## Source excerpt
The Cesium Fall Code Sprint, an event of intensive, multi-day, collaborative coding and team building, took place October 12-18. We left our usual home at AGI in Exton and rented a house in Lake Harmony in the Pocono Mountains in Eastern Pennsylvania. We got to experience the feeling of autumn in the mountains with its cool days, colorful leaves, and a lot of deer.

Deer

More Deer

We arrived Tuesday, and after getting settled, we opened with a public discussion of Cesium’s mission statement, which you can take a look at on the forum here.

On Wednesday, Dan and Sean dug into adding preliminary support for WebGL 2 in Cesium, which is ultimately part of the roadmap for WebGL2 and WebGL extensions. Tom worked on a glTF materials extension, and Sean worked on a converter from obj files to glTF, called OBJ2GLTF.

Patrick worked mainly on glTF specs, which you can check out here.

Wednesday also featured a good amount of issue triage, where we closed old and already-fixed issues. Over the course of the week, we closed about 55 issues total.

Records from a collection
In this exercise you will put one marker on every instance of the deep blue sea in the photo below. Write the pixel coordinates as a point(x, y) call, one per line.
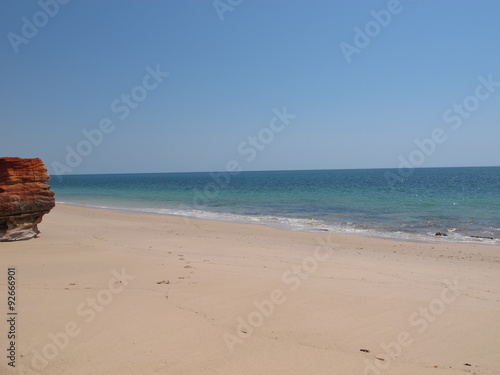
point(464, 203)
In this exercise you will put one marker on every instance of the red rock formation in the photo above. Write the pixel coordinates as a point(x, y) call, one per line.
point(24, 197)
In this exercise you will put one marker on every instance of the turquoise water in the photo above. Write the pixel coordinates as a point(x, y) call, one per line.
point(462, 202)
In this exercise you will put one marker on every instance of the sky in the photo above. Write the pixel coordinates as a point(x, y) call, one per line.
point(129, 86)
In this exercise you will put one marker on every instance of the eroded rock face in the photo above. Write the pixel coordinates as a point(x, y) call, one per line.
point(24, 197)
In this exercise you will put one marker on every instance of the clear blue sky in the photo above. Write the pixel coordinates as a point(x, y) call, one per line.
point(227, 76)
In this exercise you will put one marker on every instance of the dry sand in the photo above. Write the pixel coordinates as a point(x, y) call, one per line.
point(108, 292)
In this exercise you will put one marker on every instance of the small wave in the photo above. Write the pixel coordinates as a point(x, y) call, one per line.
point(306, 224)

## Tasks to complete
1. In the sprint report, where did the team stay for the event?
2. Copy everything in the sprint report from "On Wednesday, Dan" down to "to glTF, called OBJ2GLTF.", renaming "converter" as "tool".
Rely only on the sprint report.

## Written answers
1. In a rented house in Lake Harmony in the Pocono Mountains in Eastern Pennsylvania.

2.
On Wednesday, Dan and Sean dug into adding preliminary support for WebGL 2 in Cesium, which is ultimately part of the roadmap for WebGL2 and WebGL extensions. Tom worked on a glTF materials extension, and Sean worked on a tool from obj files to glTF, called OBJ2GLTF.